> **Source records**:
================

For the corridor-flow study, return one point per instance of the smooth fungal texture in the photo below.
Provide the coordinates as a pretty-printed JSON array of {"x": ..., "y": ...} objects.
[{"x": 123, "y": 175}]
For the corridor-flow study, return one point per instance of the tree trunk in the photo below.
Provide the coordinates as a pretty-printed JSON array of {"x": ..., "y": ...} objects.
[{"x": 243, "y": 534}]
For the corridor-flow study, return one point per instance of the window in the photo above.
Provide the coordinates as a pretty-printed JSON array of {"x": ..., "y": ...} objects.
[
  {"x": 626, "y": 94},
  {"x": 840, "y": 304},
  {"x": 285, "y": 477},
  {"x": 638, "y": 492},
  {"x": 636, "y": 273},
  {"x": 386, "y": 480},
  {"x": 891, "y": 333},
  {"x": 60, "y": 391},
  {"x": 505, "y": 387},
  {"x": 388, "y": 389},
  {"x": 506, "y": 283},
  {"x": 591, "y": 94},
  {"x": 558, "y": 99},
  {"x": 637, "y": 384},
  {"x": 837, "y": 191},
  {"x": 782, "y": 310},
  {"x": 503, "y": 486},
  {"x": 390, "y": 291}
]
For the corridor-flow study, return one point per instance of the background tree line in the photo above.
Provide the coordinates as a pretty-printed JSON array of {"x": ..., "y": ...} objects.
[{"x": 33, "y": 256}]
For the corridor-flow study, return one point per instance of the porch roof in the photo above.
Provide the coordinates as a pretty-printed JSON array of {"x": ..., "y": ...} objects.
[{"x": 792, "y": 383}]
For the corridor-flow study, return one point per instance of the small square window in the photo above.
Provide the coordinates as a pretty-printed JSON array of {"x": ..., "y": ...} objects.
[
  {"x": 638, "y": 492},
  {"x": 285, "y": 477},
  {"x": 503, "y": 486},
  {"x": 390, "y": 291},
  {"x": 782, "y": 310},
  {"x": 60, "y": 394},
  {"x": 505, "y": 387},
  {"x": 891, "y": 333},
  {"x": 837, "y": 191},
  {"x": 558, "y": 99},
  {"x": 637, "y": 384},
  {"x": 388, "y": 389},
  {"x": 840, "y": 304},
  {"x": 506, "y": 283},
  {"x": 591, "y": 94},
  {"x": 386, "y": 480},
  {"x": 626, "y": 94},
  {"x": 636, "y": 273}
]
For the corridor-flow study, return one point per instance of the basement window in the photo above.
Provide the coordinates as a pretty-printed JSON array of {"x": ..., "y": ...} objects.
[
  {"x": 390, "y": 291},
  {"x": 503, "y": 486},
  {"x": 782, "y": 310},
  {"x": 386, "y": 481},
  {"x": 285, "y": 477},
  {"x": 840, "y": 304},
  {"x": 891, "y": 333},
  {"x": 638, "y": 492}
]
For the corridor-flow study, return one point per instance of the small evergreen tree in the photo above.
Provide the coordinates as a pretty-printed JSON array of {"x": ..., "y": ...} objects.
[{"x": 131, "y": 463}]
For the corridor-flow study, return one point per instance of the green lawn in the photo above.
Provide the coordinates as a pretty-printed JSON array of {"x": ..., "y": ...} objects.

================

> **What you should do**:
Extract all of the data shown above without alteration.

> **Written answer**:
For the corridor-flow study, return one point per instance of the smooth fungal texture in the photo below.
Provide the coordinates as a pretty-printed JSON array of {"x": ..., "y": ...} objects.
[{"x": 123, "y": 175}]
For the corridor-flow study, return one point per instance of the tree trunk in the photo below.
Provide the coordinates as a pretty-printed JSON array of {"x": ..., "y": ...} objects.
[{"x": 243, "y": 534}]
For the corridor-flow study, return one point per instance of the window in the photo above.
Provide the coordinates as a pretty-printed JSON array of {"x": ..., "y": ...} objects.
[
  {"x": 626, "y": 94},
  {"x": 840, "y": 304},
  {"x": 285, "y": 477},
  {"x": 638, "y": 492},
  {"x": 636, "y": 273},
  {"x": 386, "y": 480},
  {"x": 891, "y": 333},
  {"x": 60, "y": 391},
  {"x": 505, "y": 387},
  {"x": 388, "y": 389},
  {"x": 506, "y": 283},
  {"x": 591, "y": 94},
  {"x": 558, "y": 99},
  {"x": 637, "y": 384},
  {"x": 837, "y": 191},
  {"x": 782, "y": 310},
  {"x": 503, "y": 486},
  {"x": 390, "y": 291}
]
For the corridor-flow study, return one point per instance of the background tree line in the photo above.
Provide the coordinates as a pretty-printed JSON array of {"x": ..., "y": ...} objects.
[{"x": 33, "y": 256}]
For the corridor-flow study, return one point per instance of the porch roof in the photo above.
Provide the coordinates as a pretty-printed JSON array of {"x": ..., "y": ...} objects.
[{"x": 792, "y": 383}]
For the corridor-flow study, return one point per instance of the small square window in the photo above.
Provide the coordinates as a pretty-printed JSON array of {"x": ..., "y": ...} objects.
[
  {"x": 638, "y": 492},
  {"x": 285, "y": 477},
  {"x": 503, "y": 486},
  {"x": 390, "y": 291},
  {"x": 782, "y": 310},
  {"x": 60, "y": 394},
  {"x": 505, "y": 387},
  {"x": 891, "y": 333},
  {"x": 837, "y": 191},
  {"x": 558, "y": 99},
  {"x": 637, "y": 384},
  {"x": 388, "y": 389},
  {"x": 840, "y": 304},
  {"x": 506, "y": 283},
  {"x": 591, "y": 94},
  {"x": 386, "y": 480},
  {"x": 626, "y": 94},
  {"x": 636, "y": 273}
]
For the corridor-flow study, return one point per instance of the basement window in the photo above.
Provide the coordinates as a pretty-printed JSON array of {"x": ..., "y": ...} objects.
[
  {"x": 390, "y": 291},
  {"x": 503, "y": 486},
  {"x": 782, "y": 310},
  {"x": 386, "y": 481},
  {"x": 285, "y": 477},
  {"x": 840, "y": 304},
  {"x": 891, "y": 333},
  {"x": 638, "y": 492}
]
For the corridor-flow study, return one point per instance of the small evergreen tree in the photo above.
Provide the coordinates as a pretty-printed JSON array of {"x": ..., "y": ...} objects.
[{"x": 131, "y": 463}]
For the corridor-flow study, return one point per instance of the green lawn in the photo above.
Provide the coordinates as a pretty-printed JSON array of {"x": ..., "y": ...} objects.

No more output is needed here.